Stefan calls Elena to tell her about Enzo and Damon but Katherine has no idea who Enzo is. Katherine invites Stefan to the Ball to talk about it there and they hang up. Katherine texts Nadia (Olga Fonda) to ask her to find out about Enzo from Matt (Zach Roerig). Nadia is at the bar where Matt works and the moment she gets the text from Katherine, Tyler (Michael Trevino) shows up. Tyler is suspicious about Nadia being there but Matt reassures him that she is fine. The three of them start drinking shots and at the moment Tyler leaves, Nadia compels Matt to tell her about Enzo. Tyler hears the conversation from across the bar.

Back at the college, Bonnie tells Jeremy (Steven R. McQueen) about the Ball when Damon appears to ask for Bonnie's help about a locator spell. Bonnie reminds him that she is not a witch anymore. Damon and Enzo kidnap Jeremy and threatened to kill him to make her find them a witch who can make the spell. Bonnie agrees to help and she tries to find the girl she saw earlier in class spinning the pen.

Stefan arrives at the Ball right after Katherine gets a text from Nadia about who is Enzo. Stefan and Katherine dance while he tells her that Damon is into some bad stuff but she does not seem surprised or caring. Caroline appears as they dance and takes her away with an excuse, something that makes Katherine wonder if Caroline has feelings for Stefan. She calls Nadia to ask her find out from Matt.

Tyler tries to warn Matt that Nadia compels him and he only believes him when he notices that he is not wearing his vervain bracelet anymore. Matt drinks some vervain and when Nadia asks him about Caroline and Stefan, he answers pretending he is compelled. When Nadia leaves, Tyler comes to ask Matt what she asked him but the moment Matt is going to tell him, Nadia comes back and snaps Tyler's neck.

--- Entries ---
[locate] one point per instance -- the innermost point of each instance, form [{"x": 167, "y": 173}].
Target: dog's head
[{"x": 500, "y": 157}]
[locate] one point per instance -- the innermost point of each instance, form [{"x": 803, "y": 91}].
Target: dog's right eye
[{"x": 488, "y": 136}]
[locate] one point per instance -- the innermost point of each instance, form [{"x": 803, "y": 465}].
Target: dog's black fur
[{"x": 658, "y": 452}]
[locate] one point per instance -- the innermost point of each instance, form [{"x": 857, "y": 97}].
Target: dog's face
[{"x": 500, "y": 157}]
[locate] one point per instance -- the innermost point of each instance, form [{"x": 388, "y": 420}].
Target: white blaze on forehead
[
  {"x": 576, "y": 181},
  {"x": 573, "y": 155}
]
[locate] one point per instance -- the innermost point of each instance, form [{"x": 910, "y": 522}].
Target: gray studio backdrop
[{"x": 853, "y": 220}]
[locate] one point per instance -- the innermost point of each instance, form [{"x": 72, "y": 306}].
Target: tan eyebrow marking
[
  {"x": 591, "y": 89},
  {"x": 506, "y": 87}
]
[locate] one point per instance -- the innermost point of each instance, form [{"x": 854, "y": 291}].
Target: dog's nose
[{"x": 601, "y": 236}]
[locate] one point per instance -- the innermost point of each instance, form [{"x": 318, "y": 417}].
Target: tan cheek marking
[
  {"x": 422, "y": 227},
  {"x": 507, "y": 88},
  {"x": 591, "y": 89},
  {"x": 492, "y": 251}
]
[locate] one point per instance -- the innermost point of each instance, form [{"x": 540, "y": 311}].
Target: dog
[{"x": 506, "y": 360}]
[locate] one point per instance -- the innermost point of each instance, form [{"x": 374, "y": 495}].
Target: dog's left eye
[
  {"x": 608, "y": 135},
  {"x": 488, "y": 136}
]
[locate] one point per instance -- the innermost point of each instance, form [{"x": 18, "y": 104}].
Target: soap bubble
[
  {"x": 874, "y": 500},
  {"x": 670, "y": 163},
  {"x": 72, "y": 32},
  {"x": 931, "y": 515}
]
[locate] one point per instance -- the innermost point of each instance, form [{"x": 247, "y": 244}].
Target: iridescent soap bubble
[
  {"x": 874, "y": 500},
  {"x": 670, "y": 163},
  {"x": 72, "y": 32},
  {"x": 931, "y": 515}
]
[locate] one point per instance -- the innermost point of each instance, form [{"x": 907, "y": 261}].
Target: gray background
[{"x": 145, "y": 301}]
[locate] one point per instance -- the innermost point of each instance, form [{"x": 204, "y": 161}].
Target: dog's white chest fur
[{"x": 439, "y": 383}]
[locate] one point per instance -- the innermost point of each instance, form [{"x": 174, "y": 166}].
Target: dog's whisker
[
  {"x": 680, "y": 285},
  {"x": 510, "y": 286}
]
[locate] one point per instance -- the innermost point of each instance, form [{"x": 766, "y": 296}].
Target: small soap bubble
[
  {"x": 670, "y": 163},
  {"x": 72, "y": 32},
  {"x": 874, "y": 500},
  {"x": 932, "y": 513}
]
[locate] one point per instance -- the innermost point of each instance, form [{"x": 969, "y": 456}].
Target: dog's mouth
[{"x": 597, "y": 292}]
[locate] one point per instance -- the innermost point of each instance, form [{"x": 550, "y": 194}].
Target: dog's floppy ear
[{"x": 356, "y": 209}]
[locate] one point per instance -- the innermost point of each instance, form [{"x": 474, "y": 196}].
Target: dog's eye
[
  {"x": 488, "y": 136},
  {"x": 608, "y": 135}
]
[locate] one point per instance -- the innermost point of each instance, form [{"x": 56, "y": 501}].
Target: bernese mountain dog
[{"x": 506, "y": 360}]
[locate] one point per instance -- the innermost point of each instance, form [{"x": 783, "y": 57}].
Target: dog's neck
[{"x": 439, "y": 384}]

--- Directives ---
• A. In the recap, what does Matt drink after Tyler warns him about Nadia?
• B. Please copy the stretch of the recap from "Back at the" through "spinning the pen.".

--- Answers to each task ---
• A. Vervain.

• B.
Back at the college, Bonnie tells Jeremy (Steven R. McQueen) about the Ball when Damon appears to ask for Bonnie's help about a locator spell. Bonnie reminds him that she is not a witch anymore. Damon and Enzo kidnap Jeremy and threatened to kill him to make her find them a witch who can make the spell. Bonnie agrees to help and she tries to find the girl she saw earlier in class spinning the pen.